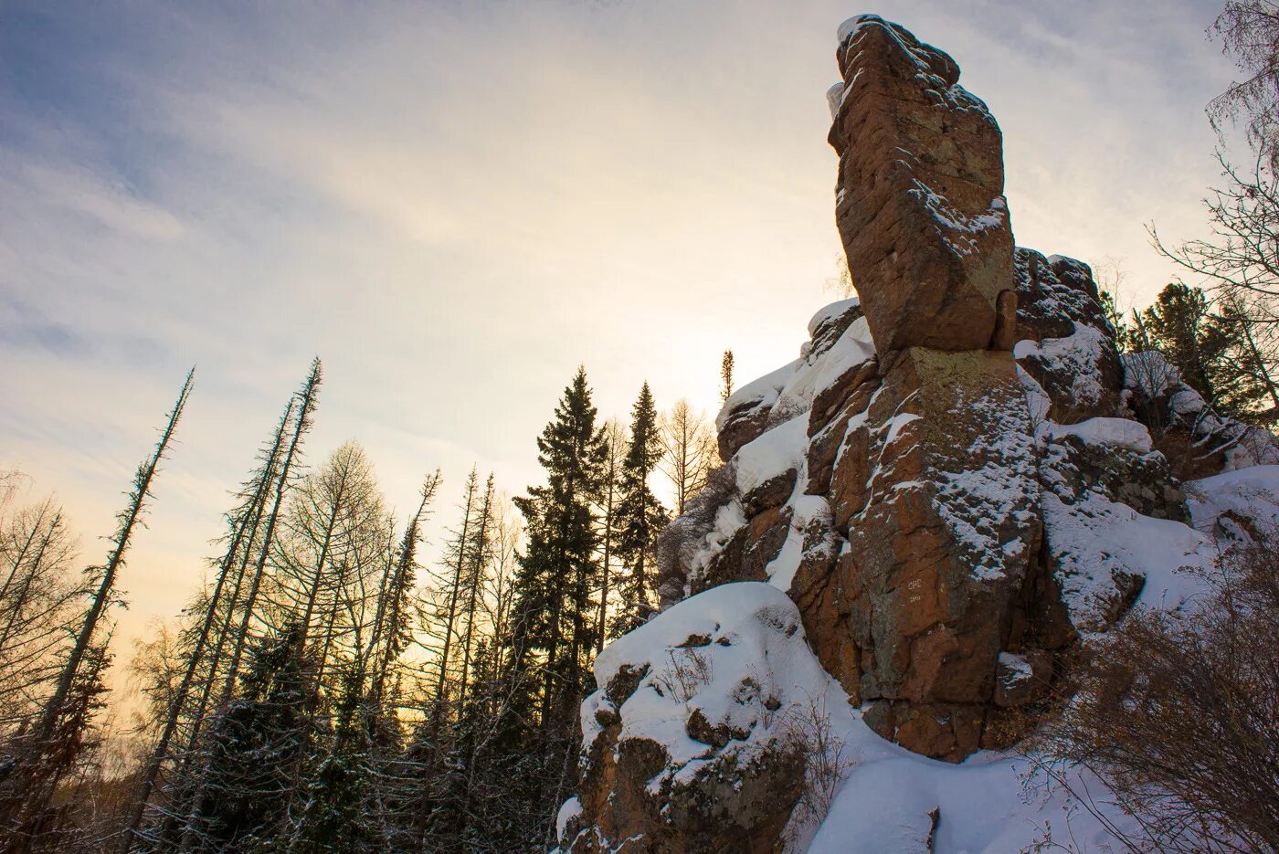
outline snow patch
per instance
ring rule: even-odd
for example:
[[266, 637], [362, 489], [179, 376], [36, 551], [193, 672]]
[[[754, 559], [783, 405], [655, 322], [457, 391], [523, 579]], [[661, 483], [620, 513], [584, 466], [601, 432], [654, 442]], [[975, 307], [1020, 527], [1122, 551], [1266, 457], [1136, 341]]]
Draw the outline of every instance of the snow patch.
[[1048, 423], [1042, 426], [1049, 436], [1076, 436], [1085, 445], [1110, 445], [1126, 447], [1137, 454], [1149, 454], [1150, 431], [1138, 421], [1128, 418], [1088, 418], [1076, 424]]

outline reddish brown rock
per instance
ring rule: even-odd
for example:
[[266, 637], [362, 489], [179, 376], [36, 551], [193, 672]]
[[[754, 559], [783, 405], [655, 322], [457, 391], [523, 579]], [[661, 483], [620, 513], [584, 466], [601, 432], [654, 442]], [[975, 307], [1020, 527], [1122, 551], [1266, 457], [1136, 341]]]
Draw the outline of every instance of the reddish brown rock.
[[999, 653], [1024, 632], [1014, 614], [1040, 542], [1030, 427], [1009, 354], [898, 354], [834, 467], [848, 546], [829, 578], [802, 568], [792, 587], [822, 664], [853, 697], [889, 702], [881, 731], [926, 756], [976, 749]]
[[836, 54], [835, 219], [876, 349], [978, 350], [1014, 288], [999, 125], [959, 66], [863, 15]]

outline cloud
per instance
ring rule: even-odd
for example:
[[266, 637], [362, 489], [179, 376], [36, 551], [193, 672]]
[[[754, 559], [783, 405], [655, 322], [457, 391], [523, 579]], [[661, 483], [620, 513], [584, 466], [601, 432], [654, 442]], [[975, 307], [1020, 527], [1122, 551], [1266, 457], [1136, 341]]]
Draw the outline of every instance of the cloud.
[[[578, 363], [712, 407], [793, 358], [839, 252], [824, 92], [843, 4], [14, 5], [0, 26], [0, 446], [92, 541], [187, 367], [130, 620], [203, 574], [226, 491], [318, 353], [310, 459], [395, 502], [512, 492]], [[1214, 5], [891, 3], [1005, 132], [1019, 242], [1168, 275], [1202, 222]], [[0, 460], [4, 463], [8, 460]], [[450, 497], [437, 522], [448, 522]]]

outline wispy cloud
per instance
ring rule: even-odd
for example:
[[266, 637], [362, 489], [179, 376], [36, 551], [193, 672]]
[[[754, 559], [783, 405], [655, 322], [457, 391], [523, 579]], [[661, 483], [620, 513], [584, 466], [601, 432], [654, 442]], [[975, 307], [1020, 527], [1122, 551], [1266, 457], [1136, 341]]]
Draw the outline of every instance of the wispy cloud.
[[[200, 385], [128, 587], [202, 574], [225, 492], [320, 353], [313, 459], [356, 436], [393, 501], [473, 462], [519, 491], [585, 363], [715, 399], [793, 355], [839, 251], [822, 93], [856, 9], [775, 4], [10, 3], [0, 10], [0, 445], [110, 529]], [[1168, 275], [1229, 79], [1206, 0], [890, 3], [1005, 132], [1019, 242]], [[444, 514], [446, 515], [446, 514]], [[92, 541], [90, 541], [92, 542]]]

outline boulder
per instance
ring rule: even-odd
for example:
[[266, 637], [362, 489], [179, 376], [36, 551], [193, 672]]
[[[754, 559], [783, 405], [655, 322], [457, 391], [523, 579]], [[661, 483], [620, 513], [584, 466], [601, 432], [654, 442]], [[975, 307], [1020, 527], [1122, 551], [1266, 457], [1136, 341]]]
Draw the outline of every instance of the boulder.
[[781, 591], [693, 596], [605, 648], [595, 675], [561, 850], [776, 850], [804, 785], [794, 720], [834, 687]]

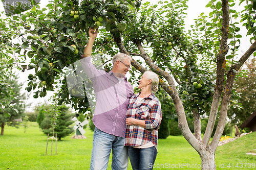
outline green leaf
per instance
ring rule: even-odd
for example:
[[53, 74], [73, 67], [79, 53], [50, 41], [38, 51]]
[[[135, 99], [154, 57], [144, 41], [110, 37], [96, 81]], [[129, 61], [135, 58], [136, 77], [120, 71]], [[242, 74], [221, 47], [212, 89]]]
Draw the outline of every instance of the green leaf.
..........
**DIRECTIONS FOR THIS TASK**
Rename every "ring rule" in the listing above to "fill rule" and reproduce the listing with nothing else changed. Omit the pictures.

**RESULT OF THE EXERCISE**
outline snow patch
per instance
fill rule: even-odd
for example:
[[266, 637], [362, 489], [179, 376], [36, 551], [193, 672]]
[[[754, 559], [783, 405], [655, 322], [457, 391], [523, 579]], [[661, 483], [620, 513], [584, 466], [601, 432], [654, 442]], [[975, 307], [1020, 527], [1122, 551], [1266, 457], [1136, 341]]]
Draw the outline of every instance of the snow patch.
[[1048, 423], [1042, 426], [1049, 436], [1076, 436], [1085, 445], [1110, 445], [1126, 447], [1137, 454], [1149, 454], [1150, 431], [1138, 421], [1128, 418], [1088, 418], [1076, 424]]

outline reddish brown rock
per instance
fill rule: even-odd
for example:
[[266, 637], [362, 489], [179, 376], [36, 551], [193, 672]]
[[[754, 559], [783, 405], [655, 322], [457, 391], [523, 579]], [[661, 483], [620, 513], [584, 466], [601, 432], [654, 442]], [[975, 307], [1020, 527], [1122, 551], [1266, 457], [1136, 341]]]
Draw the outline of every instance of the reddish brown rock.
[[999, 653], [1024, 632], [1014, 614], [1040, 542], [1030, 427], [1009, 354], [898, 354], [834, 467], [848, 546], [829, 578], [802, 568], [792, 587], [822, 664], [853, 697], [889, 702], [881, 731], [926, 756], [976, 749]]
[[836, 54], [835, 219], [876, 349], [978, 350], [1014, 288], [999, 125], [959, 66], [863, 15]]

outline cloud
per instance
fill rule: even-odd
for example:
[[266, 637], [362, 489], [179, 376], [36, 551], [193, 672]]
[[[754, 559], [783, 405], [655, 322], [457, 391], [523, 579]], [[661, 483], [620, 513], [584, 466], [601, 432], [654, 442]], [[975, 307], [1020, 527], [1122, 551], [1266, 457], [1136, 341]]]
Draw the outline of every instance of the cloud.
[[[578, 363], [712, 407], [793, 358], [839, 252], [824, 92], [843, 4], [14, 5], [0, 26], [0, 446], [92, 541], [187, 367], [130, 620], [203, 574], [226, 491], [318, 353], [310, 459], [395, 502], [512, 492]], [[1214, 5], [891, 3], [1005, 132], [1019, 242], [1168, 275], [1202, 222]], [[0, 460], [4, 463], [8, 460]], [[450, 497], [437, 522], [448, 522]]]

outline wispy cloud
per instance
fill rule: even-odd
for example:
[[266, 637], [362, 489], [179, 376], [36, 551], [193, 672]]
[[[754, 559], [783, 405], [655, 322], [457, 391], [523, 579]], [[661, 483], [620, 513], [584, 466], [601, 432], [654, 442]], [[975, 307], [1020, 527], [1122, 551], [1266, 457], [1136, 341]]]
Draw the outline of every instance of the wispy cloud.
[[[200, 385], [128, 587], [202, 574], [225, 492], [320, 353], [313, 459], [356, 436], [393, 501], [473, 462], [519, 491], [585, 363], [715, 399], [793, 355], [839, 251], [822, 93], [856, 9], [775, 4], [10, 3], [0, 10], [0, 445], [110, 529]], [[1168, 275], [1229, 79], [1206, 0], [890, 3], [1005, 132], [1019, 242]], [[444, 514], [446, 515], [446, 514]], [[92, 541], [90, 541], [92, 542]]]

outline boulder
per instance
fill rule: even-odd
for example:
[[266, 637], [362, 489], [179, 376], [36, 551], [193, 672]]
[[[754, 559], [783, 405], [655, 322], [457, 391], [523, 579]], [[661, 483], [620, 513], [584, 466], [601, 432], [654, 442]], [[975, 307], [1020, 527], [1122, 551], [1266, 457], [1136, 341]]]
Draw the outline of every instance of the boulder.
[[781, 591], [693, 596], [605, 648], [595, 675], [561, 850], [776, 850], [804, 785], [794, 720], [834, 687]]

outline green leaf
per instance
fill rule: even-odd
for example:
[[53, 74], [73, 67], [79, 53], [50, 41], [38, 51]]
[[[135, 99], [154, 57], [144, 41], [110, 37], [96, 81]], [[129, 61], [135, 58], [136, 77], [120, 71]], [[242, 74], [221, 47], [212, 89]]]
Draw the outline of every instance of the green leaf.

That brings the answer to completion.